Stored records
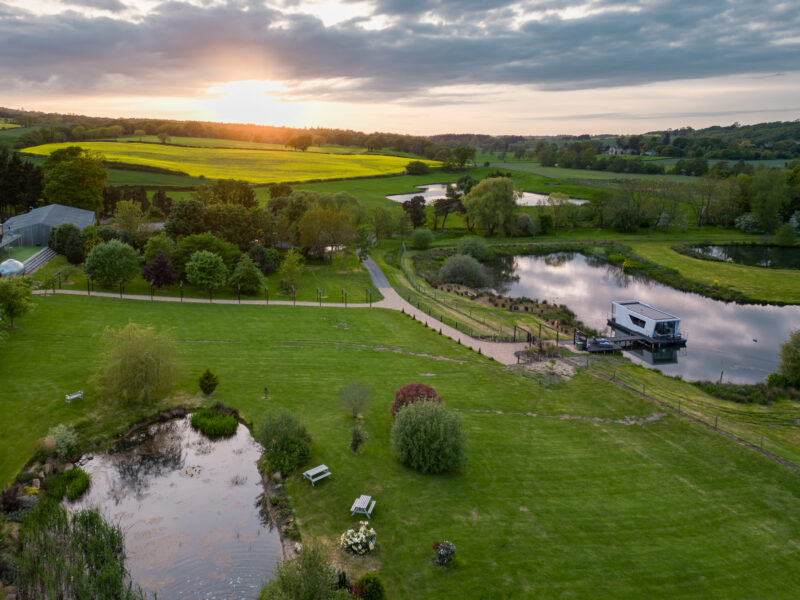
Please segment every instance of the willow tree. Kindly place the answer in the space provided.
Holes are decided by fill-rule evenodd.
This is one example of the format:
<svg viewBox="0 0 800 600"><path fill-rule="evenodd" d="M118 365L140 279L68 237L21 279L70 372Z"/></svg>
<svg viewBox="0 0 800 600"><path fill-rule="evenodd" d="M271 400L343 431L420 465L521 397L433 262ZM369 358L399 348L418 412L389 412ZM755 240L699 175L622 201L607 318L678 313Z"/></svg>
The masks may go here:
<svg viewBox="0 0 800 600"><path fill-rule="evenodd" d="M128 323L107 327L97 387L101 396L122 404L150 404L175 386L178 365L175 343L153 327Z"/></svg>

Problem: Word for word, copy the line containing "This is one" and each line after it to the end of the records, and nothing besides.

Task output:
This is one example of the format:
<svg viewBox="0 0 800 600"><path fill-rule="evenodd" d="M118 365L140 279L68 237L21 279L70 372Z"/></svg>
<svg viewBox="0 0 800 600"><path fill-rule="evenodd" d="M271 400L343 431L420 465L521 397L433 262ZM369 358L399 348L418 412L389 412ZM755 240L699 175L622 201L607 318L678 313Z"/></svg>
The masks may go here:
<svg viewBox="0 0 800 600"><path fill-rule="evenodd" d="M128 323L107 327L97 387L101 396L122 404L150 404L175 386L178 365L175 343L153 327Z"/></svg>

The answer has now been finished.